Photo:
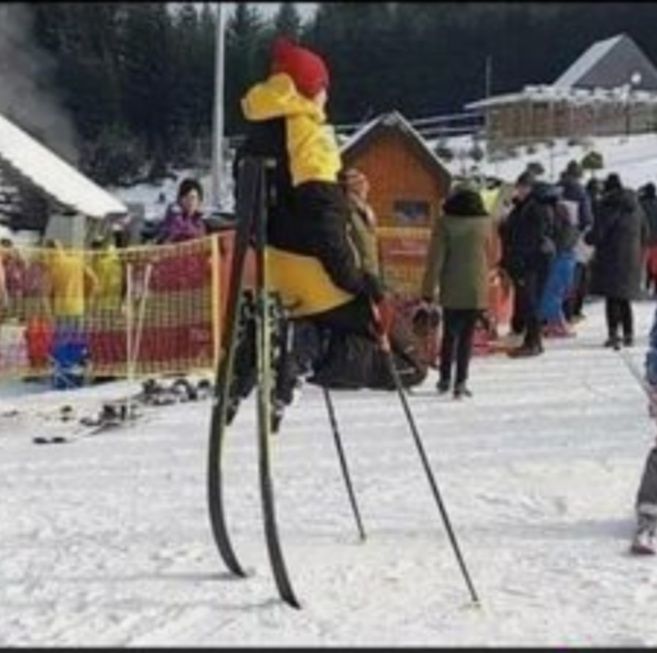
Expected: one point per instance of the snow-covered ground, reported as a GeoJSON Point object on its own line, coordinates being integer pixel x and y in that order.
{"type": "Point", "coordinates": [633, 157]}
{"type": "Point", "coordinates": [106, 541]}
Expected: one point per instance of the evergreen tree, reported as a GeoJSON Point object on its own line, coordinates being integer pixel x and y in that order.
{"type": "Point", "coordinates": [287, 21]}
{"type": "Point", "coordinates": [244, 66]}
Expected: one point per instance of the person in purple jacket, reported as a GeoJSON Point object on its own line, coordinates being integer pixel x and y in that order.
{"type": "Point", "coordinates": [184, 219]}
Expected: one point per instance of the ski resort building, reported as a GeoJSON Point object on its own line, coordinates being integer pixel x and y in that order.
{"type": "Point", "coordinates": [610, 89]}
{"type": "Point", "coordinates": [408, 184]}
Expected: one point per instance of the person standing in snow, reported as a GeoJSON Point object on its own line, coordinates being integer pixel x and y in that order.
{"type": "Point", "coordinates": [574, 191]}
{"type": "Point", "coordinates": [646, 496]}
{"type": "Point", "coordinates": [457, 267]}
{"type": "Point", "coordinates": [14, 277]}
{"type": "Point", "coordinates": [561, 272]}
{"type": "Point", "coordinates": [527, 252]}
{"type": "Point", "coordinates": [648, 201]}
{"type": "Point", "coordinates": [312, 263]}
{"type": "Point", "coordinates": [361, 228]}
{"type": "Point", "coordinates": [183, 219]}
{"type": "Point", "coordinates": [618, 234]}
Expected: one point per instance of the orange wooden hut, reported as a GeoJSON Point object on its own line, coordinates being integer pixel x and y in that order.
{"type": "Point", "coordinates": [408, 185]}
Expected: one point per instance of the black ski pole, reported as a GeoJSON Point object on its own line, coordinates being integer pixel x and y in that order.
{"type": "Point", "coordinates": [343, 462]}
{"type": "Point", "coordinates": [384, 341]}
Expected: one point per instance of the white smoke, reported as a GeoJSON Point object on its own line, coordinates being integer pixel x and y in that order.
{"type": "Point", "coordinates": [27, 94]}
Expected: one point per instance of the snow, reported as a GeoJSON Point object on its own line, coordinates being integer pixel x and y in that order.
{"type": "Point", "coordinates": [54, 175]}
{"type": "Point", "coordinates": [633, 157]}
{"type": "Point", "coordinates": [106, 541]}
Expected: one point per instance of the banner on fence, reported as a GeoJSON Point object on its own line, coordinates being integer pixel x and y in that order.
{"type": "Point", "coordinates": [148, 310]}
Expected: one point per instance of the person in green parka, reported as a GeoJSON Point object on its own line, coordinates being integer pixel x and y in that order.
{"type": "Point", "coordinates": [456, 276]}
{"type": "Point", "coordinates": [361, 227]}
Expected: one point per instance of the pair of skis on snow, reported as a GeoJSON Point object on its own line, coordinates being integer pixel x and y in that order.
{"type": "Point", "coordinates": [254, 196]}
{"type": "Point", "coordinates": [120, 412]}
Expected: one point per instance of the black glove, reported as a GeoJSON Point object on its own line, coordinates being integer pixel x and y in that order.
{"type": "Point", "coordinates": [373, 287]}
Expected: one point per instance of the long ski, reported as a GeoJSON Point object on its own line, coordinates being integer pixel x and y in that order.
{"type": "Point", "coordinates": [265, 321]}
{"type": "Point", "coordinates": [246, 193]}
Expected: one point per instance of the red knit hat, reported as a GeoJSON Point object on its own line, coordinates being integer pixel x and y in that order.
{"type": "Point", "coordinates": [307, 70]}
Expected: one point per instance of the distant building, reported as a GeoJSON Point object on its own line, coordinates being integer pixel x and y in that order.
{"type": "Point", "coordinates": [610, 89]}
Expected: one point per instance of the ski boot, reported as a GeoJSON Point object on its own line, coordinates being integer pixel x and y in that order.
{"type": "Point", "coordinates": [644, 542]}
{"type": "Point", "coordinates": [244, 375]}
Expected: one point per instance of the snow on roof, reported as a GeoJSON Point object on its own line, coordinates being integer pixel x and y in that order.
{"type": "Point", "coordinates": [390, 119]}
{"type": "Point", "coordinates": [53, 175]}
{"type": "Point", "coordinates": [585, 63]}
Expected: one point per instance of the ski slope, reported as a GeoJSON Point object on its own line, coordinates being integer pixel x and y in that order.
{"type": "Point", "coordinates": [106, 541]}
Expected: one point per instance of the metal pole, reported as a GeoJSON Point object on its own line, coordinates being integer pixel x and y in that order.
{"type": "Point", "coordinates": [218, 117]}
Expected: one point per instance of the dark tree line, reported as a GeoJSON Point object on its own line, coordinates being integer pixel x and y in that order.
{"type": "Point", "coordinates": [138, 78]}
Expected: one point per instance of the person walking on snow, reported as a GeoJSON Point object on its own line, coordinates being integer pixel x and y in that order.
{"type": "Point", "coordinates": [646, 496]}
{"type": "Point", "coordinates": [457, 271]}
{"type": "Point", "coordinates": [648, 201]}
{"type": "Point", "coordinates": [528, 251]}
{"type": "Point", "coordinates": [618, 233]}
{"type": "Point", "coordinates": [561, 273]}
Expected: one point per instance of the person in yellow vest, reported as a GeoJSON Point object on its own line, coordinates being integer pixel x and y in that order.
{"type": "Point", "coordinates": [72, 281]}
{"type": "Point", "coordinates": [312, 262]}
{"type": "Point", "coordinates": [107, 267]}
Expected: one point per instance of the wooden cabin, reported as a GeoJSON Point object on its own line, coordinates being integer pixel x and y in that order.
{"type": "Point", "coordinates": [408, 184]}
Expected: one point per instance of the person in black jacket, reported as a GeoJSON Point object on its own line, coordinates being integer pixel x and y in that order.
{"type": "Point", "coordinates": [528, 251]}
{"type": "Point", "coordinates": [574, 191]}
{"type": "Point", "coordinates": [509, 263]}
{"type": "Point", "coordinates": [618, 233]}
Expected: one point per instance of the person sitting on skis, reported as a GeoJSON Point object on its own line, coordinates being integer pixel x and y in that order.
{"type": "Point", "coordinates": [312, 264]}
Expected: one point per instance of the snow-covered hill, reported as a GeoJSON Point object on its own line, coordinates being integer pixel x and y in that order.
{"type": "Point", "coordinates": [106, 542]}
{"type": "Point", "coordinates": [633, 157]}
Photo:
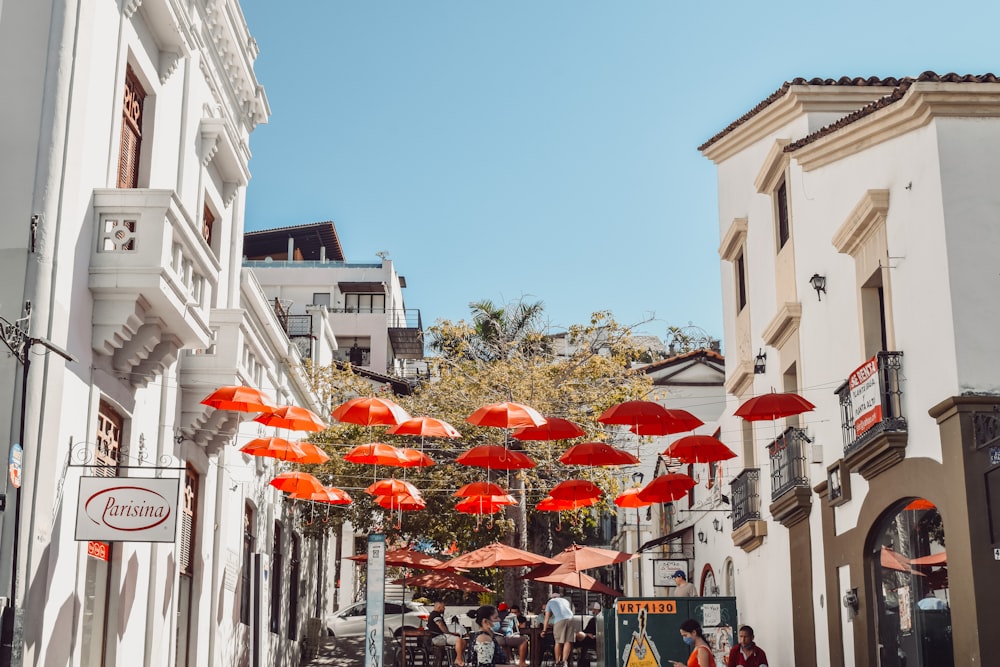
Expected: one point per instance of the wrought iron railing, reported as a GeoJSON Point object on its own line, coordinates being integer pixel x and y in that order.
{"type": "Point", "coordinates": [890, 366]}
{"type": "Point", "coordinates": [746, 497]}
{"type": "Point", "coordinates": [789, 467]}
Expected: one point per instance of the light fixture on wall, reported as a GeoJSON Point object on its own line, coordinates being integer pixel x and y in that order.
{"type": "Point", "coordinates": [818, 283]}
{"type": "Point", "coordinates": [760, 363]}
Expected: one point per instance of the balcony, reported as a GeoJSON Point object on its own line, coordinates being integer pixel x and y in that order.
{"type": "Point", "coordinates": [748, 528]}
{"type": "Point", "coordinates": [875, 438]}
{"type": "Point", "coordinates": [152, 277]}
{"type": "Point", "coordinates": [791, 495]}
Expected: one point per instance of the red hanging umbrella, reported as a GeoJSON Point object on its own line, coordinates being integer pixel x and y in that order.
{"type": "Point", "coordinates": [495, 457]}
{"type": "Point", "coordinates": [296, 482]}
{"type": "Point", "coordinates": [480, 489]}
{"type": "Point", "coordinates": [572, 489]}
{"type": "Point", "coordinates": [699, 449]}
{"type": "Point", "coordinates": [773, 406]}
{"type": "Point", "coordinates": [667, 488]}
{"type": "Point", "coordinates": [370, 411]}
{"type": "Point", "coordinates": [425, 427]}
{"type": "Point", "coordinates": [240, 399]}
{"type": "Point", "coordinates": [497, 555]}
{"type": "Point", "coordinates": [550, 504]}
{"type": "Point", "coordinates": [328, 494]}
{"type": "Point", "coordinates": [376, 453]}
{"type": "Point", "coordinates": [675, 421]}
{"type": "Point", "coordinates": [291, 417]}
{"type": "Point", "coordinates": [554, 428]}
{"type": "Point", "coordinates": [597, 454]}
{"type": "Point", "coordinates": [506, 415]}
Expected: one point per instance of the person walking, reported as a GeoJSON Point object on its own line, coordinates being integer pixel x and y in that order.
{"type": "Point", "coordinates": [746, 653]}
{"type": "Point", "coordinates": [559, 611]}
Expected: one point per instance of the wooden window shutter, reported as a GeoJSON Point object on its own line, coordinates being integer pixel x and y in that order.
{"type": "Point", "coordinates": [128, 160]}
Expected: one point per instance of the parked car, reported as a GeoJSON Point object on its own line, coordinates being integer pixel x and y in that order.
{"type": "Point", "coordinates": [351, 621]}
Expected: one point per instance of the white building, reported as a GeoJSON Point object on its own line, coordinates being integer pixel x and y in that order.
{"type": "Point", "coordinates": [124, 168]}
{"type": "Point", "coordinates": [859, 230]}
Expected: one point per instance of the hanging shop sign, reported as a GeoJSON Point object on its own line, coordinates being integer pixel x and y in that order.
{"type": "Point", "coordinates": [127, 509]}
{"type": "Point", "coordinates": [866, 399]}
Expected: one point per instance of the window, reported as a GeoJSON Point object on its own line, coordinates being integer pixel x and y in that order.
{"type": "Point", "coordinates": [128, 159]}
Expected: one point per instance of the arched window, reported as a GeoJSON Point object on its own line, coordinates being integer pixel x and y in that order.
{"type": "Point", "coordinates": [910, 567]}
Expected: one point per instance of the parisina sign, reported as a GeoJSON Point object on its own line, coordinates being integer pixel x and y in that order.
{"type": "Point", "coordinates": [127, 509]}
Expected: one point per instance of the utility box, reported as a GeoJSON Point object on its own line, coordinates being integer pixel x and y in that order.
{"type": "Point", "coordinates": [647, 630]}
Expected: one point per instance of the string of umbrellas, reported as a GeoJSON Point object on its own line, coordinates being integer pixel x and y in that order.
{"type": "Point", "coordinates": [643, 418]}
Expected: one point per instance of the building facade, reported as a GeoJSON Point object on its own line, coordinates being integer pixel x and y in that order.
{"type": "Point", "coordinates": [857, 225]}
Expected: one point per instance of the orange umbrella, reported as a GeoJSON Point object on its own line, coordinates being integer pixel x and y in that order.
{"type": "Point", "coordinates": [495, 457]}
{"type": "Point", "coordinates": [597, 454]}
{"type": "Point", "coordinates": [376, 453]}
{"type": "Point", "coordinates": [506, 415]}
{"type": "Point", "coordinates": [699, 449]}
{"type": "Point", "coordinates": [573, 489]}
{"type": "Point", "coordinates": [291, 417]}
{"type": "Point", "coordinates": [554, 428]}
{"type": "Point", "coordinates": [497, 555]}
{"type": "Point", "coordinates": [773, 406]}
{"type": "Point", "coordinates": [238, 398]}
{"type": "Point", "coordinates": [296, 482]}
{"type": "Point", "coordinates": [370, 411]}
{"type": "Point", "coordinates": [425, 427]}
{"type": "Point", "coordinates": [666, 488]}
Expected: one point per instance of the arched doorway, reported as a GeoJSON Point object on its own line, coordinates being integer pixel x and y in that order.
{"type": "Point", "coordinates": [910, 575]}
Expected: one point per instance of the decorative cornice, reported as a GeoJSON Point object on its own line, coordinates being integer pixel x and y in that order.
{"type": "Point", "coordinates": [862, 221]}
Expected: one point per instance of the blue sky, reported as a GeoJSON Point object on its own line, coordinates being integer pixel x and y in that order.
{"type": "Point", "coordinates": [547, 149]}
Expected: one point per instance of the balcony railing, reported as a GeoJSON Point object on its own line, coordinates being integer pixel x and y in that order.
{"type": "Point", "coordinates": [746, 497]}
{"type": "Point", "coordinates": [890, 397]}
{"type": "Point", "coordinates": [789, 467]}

> **Exercise description**: Rewrite the listing from the line containing "Expected: one point per instance of the arched doorway, reported" through the end, changing "decorative cornice" to "ornamental cornice" and leaving everything else unchanged.

> **Result**:
Expected: one point per instance of the arched doorway, reported as a GeoJSON Point object on its own line, coordinates being integer pixel x and y in that order.
{"type": "Point", "coordinates": [910, 575]}
Expected: one point per instance of the ornamental cornice, reported as a GeoJSON Point object on its own line, coordinates being integer pixel x and y in that order.
{"type": "Point", "coordinates": [862, 221]}
Expected: one point per instance of the blue sky, reported as a GeoJSON Point object on its own line, coordinates being integer pixel x and y in that order.
{"type": "Point", "coordinates": [547, 149]}
Expected: one point per instance of the balcony railing, reported as a GeoJSON Point object on its own line, coordinates being integer pixel x and y in that order.
{"type": "Point", "coordinates": [746, 497]}
{"type": "Point", "coordinates": [890, 397]}
{"type": "Point", "coordinates": [789, 467]}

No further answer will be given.